:: Data supplied ::
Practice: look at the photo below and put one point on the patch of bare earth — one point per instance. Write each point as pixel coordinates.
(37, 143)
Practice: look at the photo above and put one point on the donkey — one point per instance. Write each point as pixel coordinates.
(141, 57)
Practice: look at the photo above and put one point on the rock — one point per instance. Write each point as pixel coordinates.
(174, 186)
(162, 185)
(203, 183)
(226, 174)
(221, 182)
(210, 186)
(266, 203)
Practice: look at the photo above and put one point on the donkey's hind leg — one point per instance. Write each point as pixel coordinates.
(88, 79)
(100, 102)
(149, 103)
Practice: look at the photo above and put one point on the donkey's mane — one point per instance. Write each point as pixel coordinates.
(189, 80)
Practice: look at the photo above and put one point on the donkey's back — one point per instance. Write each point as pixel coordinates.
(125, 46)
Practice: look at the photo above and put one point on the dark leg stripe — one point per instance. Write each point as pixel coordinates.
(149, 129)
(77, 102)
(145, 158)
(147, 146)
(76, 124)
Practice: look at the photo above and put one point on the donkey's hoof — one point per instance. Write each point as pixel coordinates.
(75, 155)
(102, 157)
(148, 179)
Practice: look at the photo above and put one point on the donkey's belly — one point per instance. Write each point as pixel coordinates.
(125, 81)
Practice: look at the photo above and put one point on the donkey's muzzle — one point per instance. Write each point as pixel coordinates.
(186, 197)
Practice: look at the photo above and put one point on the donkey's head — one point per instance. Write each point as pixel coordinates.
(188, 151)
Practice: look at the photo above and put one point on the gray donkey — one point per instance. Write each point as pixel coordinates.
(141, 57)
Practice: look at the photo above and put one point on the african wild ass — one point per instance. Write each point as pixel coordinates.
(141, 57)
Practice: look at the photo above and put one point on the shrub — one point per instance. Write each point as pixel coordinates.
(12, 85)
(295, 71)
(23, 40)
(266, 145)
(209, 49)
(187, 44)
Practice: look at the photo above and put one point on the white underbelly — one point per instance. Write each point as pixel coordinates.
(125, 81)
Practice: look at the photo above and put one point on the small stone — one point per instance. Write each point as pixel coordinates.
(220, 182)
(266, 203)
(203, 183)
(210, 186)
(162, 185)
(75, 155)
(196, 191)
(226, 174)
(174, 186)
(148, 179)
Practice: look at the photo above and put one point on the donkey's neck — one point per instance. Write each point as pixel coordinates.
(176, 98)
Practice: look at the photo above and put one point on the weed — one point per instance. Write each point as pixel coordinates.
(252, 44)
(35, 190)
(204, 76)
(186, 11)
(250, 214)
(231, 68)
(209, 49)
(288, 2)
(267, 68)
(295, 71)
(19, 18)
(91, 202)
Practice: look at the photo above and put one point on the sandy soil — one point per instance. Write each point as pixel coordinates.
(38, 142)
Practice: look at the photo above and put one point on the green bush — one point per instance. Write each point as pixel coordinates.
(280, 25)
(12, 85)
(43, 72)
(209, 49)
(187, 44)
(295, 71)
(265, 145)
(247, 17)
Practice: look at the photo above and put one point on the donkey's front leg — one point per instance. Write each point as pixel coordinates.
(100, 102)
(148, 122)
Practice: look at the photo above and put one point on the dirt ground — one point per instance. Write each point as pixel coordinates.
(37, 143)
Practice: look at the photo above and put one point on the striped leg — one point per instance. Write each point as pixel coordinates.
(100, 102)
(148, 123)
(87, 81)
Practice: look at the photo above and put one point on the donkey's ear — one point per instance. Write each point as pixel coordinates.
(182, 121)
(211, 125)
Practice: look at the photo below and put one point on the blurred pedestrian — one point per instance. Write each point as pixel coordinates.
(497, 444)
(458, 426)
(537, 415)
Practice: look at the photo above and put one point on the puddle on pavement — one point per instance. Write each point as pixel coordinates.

:: What to produce ::
Copy out the full listing exactly.

:: Right answer ::
Practice: look at the photo below and put one point on the patch of bare earth — one point per instance. Write each point as pixel coordinates.
(37, 143)
Practice: look at the photo above and put one point on the donkey — one point per instance. Write each point as pixel coordinates.
(141, 57)
Practice: look at the photo above and put one point on the rock — one point per instance. Write each point as pixel coordinates.
(174, 186)
(162, 185)
(203, 183)
(226, 174)
(221, 182)
(210, 186)
(266, 203)
Practice: look at the photo above and put one point on the donkey's hind leg — one point per instance. Write each point as pixel coordinates.
(88, 79)
(100, 102)
(149, 103)
Practice: look at the photo above and put one point on the donkey's mane — one point per instance. Write each point as pixel coordinates.
(189, 80)
Practice: look at the photo above and put one point on the donkey's back — one point per instance. Write each point as pixel coordinates.
(125, 46)
Practice: look at the photo above and put one point on the dark leg stripe — one point per instance. Write each point as pixel coordinates.
(149, 129)
(77, 102)
(145, 158)
(147, 146)
(76, 124)
Practice: look at the photo above and put one point on the donkey's hoof — one point per instance. Write each point as pixel coordinates.
(75, 155)
(102, 157)
(148, 179)
Practice: look at the photo above and put one point on the donkey's belly — one point per instance. Write each point as pixel coordinates.
(125, 81)
Practice: look at the photo above and put one point on the donkey's muzzle — one point per instance. Write each point as pixel coordinates.
(186, 197)
Practice: look at the photo above and put one point on the donkey's head — one point per instance. Write each point as pixel coordinates.
(188, 151)
Practice: look at the photo above and put one point on the gray donkey — one point per instance. Write each point as pixel coordinates.
(141, 57)
Practice: look at the photo above and put one point on the african wild ass — one point per instance. Write each point as pixel coordinates.
(141, 57)
Practice: look at the photo above and put one point on the shrub — one point per instance. Write each point as pixel coordinates.
(12, 85)
(295, 71)
(23, 40)
(266, 145)
(209, 49)
(187, 44)
Practice: look at the photo above and put one point on the white underbelly — one point per instance. Write each point as pixel coordinates.
(125, 81)
Practice: look at the photo above and put one point on the small stone — one point per instance. Write each point as pixel coordinates.
(220, 182)
(266, 203)
(203, 183)
(210, 186)
(162, 185)
(75, 155)
(196, 191)
(226, 174)
(174, 186)
(148, 179)
Practice: look at the photo above and put one point on the donkey's neck — one point per instance. Write each point as pixel coordinates.
(176, 98)
Practice: look at the photo above and put one point on the weed — one point per instance. Write each point as pixel coordinates.
(252, 44)
(35, 190)
(204, 76)
(186, 11)
(250, 214)
(231, 68)
(209, 49)
(288, 2)
(267, 68)
(295, 71)
(19, 18)
(91, 202)
Practice: look at the photo above and put one point on the sandy soil — one point per instance. Write each point as pixel coordinates.
(38, 142)
Practice: look at the photo above and put one point on the green bush — one point per instance. Write each point as pixel coordinates.
(280, 25)
(12, 85)
(43, 72)
(209, 49)
(187, 44)
(295, 71)
(265, 145)
(247, 17)
Practice: look at the photo above and put one point on the donkey's front leg — one point per instance. Write each point as pixel coordinates.
(100, 102)
(148, 122)
Practice: look at the photo above and put one point on the dirt ground — one point per instance. Write each point as pixel coordinates.
(37, 143)
Practice: look at the photo above and put one point on the striped leg — one point per instance. Write each point as pixel coordinates.
(100, 102)
(148, 123)
(87, 81)
Practice: look at the photo above and put one point on the donkey's ear — one point per instance. Write each point as pixel coordinates.
(182, 121)
(211, 125)
Practice: look at the photo below and put one point on the blurred pedestrian — one point per instance. Write each point as pixel coordinates.
(497, 444)
(458, 426)
(537, 415)
Practice: look at the photo above and put one point on the puddle on pavement — one point per instance. Write each point as pixel coordinates.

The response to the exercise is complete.